DATA SUPPLIED:
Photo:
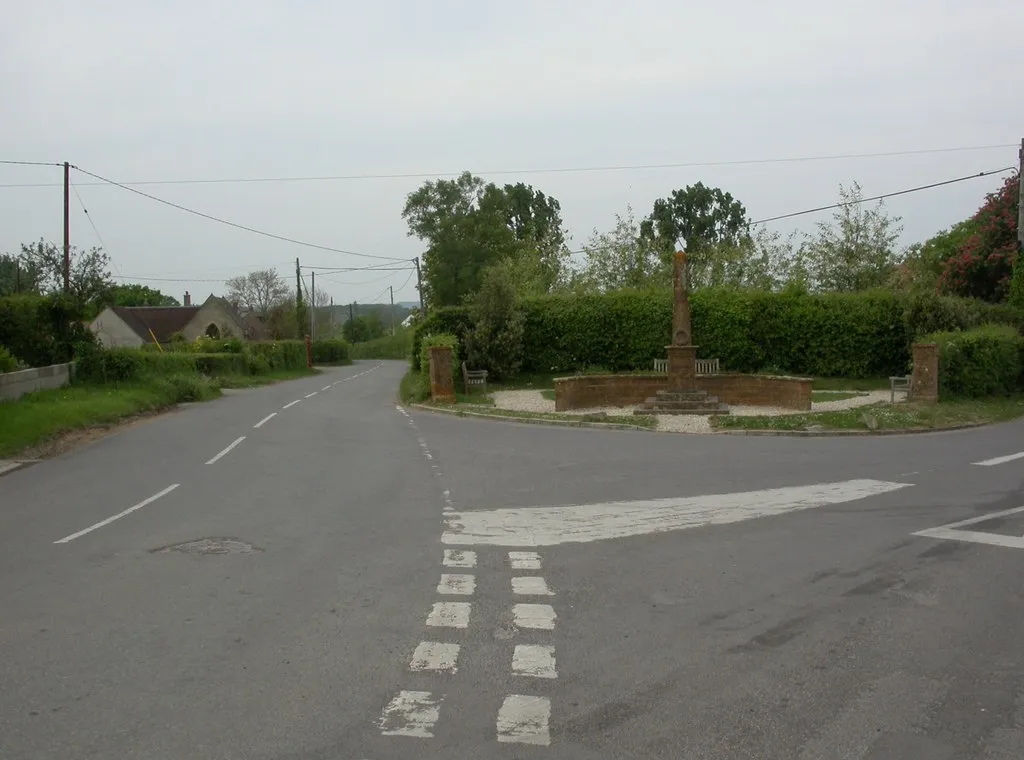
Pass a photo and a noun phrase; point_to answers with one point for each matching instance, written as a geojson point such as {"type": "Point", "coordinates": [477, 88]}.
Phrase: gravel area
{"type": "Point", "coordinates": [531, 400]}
--
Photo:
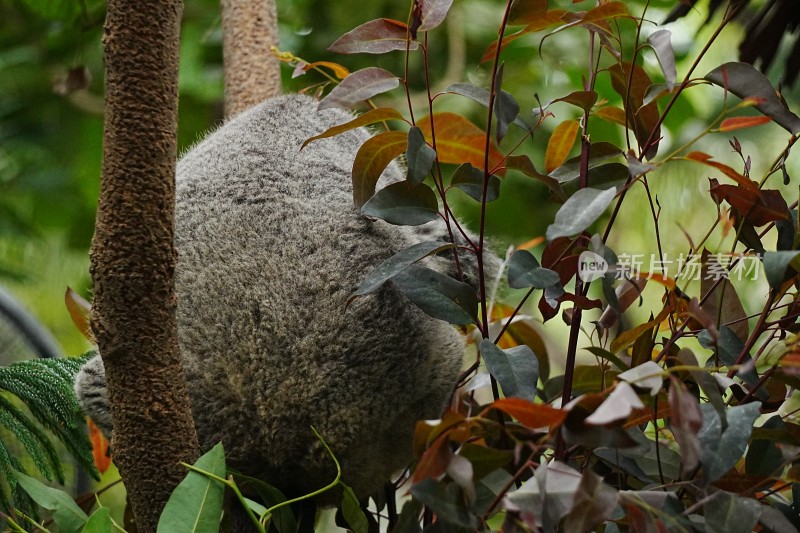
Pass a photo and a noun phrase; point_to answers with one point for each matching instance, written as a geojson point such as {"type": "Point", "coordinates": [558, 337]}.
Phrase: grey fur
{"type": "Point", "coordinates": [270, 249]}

STATED EXERCISE: How many lines in the entries above contain the string "Pass"? Case counts. Reply with the number only.

SOLUTION FOR THIS TASK: 2